**To be done**
Locate each line below containing the string "blue" with matching case, and copy those lines out.
* Start Input material *
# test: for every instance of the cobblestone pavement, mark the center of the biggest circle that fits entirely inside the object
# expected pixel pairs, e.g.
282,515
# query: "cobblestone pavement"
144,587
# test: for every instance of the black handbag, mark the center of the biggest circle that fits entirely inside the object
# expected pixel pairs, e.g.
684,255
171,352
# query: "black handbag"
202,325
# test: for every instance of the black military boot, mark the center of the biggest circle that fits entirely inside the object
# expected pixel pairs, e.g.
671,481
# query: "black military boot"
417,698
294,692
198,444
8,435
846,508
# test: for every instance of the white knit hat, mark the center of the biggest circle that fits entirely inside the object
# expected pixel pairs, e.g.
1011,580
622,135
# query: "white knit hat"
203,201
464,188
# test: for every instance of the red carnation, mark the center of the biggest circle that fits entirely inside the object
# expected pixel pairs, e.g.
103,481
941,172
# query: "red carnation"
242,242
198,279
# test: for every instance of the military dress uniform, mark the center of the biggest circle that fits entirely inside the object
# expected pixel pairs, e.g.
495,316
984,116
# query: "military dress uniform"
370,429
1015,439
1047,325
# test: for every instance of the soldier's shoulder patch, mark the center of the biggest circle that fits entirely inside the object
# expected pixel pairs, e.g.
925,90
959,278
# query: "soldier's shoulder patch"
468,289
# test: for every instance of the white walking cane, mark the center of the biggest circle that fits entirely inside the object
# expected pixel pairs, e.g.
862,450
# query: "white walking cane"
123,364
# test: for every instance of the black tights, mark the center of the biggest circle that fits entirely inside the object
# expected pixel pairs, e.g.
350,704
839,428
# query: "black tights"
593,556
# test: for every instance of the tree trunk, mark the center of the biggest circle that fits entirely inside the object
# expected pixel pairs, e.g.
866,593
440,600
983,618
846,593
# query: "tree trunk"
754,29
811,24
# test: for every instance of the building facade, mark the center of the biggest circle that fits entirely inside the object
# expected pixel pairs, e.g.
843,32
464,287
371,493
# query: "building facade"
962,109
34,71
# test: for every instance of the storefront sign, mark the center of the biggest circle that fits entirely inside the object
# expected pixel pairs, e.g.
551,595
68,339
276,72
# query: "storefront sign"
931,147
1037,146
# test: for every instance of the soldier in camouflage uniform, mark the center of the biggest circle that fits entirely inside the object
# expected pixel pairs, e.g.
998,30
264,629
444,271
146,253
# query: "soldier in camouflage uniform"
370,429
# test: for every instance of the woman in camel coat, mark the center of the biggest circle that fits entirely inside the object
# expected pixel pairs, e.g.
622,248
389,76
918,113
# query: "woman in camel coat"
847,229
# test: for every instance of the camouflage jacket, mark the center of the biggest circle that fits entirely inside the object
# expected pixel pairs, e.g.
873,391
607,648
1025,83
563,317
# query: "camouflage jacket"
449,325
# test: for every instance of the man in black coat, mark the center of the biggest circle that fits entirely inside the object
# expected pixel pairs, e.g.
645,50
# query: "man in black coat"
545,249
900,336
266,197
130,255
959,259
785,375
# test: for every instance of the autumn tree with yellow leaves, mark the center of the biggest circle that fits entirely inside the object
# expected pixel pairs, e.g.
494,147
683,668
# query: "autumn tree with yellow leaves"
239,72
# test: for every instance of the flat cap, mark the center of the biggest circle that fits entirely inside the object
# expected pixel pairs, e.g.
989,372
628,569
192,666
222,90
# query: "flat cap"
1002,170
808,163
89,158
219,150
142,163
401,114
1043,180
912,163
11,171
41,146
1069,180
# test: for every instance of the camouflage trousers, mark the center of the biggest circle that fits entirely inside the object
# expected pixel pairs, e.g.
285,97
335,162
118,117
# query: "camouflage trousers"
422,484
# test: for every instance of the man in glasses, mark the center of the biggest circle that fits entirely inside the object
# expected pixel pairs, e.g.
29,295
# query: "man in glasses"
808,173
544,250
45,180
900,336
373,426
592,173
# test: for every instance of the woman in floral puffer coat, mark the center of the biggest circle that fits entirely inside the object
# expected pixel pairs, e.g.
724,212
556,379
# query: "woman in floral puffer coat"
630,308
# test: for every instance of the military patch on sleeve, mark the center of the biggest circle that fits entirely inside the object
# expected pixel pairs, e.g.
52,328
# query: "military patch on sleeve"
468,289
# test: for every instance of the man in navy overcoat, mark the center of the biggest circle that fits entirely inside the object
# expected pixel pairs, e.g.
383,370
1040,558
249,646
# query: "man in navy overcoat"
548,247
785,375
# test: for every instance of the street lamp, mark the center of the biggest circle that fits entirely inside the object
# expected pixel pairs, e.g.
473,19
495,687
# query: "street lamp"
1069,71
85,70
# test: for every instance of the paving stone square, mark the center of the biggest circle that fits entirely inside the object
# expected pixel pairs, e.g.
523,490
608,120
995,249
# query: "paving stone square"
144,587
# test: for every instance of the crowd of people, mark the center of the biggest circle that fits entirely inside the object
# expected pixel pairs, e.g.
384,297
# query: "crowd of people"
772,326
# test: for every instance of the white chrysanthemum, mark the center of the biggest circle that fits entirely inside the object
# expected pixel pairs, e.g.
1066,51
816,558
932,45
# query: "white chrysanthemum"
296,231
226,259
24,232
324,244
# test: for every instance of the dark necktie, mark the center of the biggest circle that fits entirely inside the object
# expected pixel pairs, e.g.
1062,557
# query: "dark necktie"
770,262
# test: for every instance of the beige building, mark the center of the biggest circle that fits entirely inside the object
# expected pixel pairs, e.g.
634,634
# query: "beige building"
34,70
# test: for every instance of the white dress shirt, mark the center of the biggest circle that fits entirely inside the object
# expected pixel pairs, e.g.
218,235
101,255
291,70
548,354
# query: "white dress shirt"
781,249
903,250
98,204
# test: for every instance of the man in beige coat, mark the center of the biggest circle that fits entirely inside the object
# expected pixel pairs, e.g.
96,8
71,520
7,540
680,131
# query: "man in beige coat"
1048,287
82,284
* End Input material *
* Start Input material *
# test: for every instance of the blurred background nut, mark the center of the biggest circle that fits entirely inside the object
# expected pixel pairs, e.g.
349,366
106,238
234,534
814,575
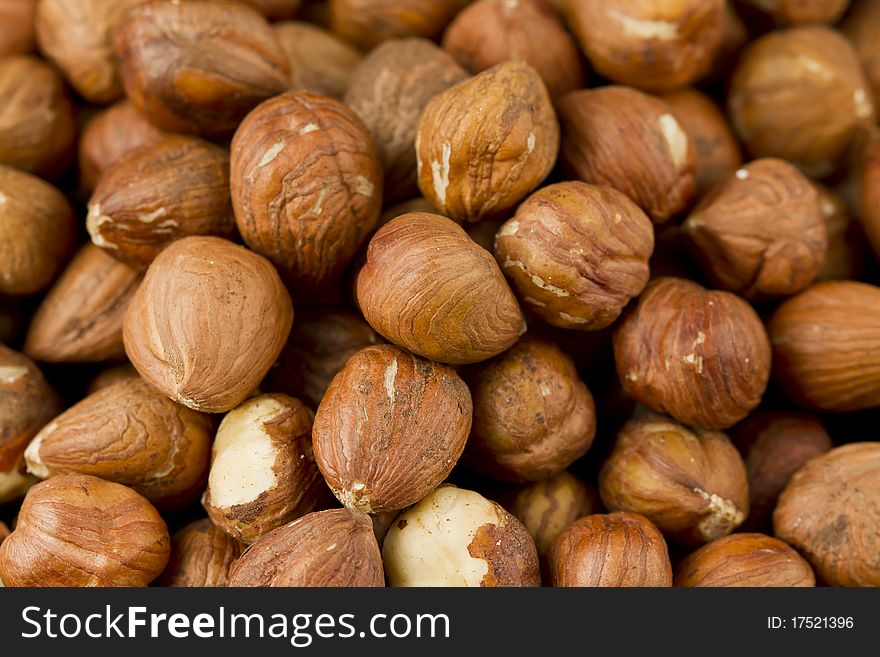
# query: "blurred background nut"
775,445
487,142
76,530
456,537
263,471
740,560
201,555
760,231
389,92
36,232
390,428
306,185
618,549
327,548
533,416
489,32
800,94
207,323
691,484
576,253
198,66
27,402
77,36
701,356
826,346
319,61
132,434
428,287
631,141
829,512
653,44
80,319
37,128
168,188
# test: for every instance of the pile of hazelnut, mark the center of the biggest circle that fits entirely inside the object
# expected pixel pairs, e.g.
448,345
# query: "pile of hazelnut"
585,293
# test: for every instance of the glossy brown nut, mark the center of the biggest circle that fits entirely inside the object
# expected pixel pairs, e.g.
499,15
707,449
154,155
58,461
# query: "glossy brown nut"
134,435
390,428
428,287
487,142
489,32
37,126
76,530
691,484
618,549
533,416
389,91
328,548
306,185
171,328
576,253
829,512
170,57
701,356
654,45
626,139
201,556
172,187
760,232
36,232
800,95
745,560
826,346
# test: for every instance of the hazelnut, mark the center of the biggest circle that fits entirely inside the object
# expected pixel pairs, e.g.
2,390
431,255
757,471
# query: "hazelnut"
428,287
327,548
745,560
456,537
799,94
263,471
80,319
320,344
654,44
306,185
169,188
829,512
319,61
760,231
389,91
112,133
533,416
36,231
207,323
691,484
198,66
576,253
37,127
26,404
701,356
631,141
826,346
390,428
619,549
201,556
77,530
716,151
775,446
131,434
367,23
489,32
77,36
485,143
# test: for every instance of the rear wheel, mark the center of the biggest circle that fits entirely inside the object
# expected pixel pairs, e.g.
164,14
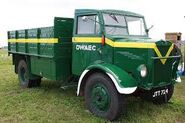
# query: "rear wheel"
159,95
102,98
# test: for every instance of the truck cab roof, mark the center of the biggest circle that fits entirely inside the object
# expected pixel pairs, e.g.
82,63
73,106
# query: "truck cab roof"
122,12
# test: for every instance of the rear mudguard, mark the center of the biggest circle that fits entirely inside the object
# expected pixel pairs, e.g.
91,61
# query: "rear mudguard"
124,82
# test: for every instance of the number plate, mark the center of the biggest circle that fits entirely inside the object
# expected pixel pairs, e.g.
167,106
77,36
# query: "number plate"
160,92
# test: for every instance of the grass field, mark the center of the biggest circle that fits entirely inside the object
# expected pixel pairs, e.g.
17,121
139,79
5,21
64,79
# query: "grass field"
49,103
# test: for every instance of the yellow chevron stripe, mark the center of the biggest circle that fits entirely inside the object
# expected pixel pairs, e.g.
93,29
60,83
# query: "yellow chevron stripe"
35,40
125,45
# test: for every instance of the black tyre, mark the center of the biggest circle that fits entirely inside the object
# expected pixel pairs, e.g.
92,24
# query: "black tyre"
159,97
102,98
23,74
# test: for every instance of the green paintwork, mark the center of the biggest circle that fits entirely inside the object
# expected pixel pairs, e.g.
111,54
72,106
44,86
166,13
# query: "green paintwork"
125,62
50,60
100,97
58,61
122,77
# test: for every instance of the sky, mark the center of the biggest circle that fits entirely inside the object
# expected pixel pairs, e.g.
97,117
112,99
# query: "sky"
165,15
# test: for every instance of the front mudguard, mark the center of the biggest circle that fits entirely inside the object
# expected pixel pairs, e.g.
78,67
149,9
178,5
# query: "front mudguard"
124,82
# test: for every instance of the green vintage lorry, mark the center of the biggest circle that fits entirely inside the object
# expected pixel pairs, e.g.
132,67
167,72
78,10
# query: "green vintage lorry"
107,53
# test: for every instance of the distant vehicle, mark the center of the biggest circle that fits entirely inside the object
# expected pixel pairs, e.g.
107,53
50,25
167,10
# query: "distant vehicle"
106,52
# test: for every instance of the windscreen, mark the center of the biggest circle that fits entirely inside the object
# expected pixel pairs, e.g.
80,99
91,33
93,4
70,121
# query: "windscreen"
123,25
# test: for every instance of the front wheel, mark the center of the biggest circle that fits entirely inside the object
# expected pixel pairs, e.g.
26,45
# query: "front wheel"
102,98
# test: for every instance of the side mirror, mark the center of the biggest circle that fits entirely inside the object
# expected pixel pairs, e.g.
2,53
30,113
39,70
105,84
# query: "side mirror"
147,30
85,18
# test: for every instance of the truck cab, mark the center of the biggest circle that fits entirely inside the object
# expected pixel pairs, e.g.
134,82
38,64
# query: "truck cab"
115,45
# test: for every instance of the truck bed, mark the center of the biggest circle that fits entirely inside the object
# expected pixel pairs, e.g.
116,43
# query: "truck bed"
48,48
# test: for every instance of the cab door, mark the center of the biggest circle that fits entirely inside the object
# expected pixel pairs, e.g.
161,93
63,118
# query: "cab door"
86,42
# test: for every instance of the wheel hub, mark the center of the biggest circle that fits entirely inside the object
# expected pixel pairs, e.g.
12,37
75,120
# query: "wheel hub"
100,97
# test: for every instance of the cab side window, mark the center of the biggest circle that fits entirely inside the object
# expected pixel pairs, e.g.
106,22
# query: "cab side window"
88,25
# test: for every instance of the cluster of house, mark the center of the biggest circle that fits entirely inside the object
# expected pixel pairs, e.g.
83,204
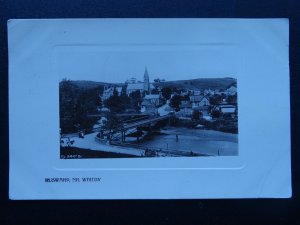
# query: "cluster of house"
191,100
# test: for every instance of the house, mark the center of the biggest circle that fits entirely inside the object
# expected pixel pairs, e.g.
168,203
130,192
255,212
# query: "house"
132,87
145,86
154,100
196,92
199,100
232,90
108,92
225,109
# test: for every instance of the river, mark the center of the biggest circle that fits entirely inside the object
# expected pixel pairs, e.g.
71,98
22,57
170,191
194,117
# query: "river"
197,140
* End Input material *
* Start Input material *
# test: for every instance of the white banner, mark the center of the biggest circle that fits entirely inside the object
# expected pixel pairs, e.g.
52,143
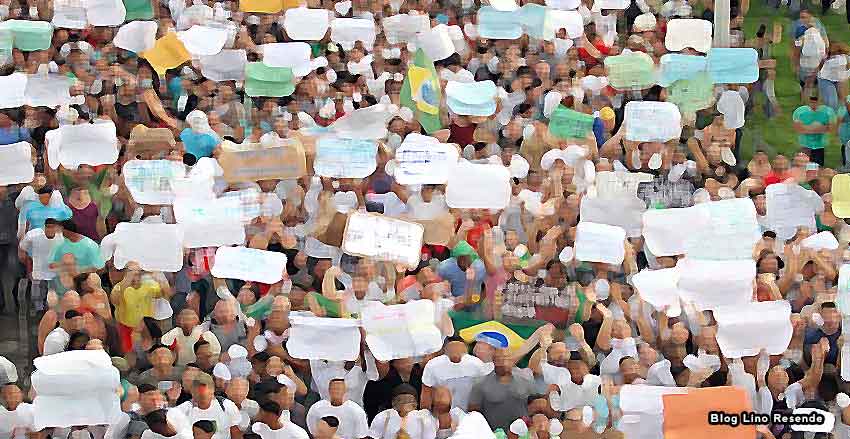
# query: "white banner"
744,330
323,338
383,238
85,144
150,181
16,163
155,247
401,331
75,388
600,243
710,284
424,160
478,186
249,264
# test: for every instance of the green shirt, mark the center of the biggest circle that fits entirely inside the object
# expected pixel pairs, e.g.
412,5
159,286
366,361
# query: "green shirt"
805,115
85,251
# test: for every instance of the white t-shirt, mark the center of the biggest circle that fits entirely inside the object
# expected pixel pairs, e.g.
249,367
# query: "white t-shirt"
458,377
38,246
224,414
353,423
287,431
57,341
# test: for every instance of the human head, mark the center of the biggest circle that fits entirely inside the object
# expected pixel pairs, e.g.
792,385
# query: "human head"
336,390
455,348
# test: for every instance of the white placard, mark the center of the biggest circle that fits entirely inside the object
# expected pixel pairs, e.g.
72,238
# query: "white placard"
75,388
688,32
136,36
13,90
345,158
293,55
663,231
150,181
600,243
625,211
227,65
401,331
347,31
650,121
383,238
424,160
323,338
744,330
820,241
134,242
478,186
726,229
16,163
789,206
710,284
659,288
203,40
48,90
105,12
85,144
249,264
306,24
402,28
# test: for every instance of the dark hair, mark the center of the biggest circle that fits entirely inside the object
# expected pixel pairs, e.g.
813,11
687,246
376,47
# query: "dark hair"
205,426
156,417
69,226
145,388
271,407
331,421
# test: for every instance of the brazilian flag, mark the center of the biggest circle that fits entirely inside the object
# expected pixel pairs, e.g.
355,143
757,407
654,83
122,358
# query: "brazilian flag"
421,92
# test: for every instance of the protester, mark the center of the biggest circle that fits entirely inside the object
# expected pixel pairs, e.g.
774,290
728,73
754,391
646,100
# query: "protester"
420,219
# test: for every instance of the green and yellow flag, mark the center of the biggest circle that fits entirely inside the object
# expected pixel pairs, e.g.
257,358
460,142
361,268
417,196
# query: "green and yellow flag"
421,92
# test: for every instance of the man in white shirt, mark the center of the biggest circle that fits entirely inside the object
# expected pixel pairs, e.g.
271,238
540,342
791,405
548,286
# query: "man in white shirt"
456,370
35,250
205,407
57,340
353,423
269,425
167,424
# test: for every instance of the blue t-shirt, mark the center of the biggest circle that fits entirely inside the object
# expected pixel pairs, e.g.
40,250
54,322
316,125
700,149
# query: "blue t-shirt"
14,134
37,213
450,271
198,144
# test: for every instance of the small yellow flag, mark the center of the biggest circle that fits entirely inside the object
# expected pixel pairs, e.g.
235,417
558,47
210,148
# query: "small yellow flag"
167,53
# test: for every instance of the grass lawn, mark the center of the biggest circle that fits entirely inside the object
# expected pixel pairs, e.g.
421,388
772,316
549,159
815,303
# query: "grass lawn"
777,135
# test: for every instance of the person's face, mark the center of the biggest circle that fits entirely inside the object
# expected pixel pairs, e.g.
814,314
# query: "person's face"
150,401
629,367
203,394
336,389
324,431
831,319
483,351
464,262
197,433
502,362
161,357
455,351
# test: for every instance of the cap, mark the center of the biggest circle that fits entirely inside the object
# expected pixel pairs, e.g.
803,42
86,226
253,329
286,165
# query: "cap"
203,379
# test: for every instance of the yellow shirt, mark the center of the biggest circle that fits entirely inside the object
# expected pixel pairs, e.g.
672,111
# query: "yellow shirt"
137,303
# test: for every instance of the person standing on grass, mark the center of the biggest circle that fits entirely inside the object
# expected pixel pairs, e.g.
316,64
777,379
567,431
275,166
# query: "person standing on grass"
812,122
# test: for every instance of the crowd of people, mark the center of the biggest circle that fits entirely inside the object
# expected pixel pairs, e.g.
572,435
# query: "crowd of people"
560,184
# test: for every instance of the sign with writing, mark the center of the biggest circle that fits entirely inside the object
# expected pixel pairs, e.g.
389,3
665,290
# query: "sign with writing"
* End Input material *
**Answer for the task**
# test: for every instance of the blue t-shirt, mark the center of the biggest circle that fits entirely inside the object
# query: "blue t-shirt"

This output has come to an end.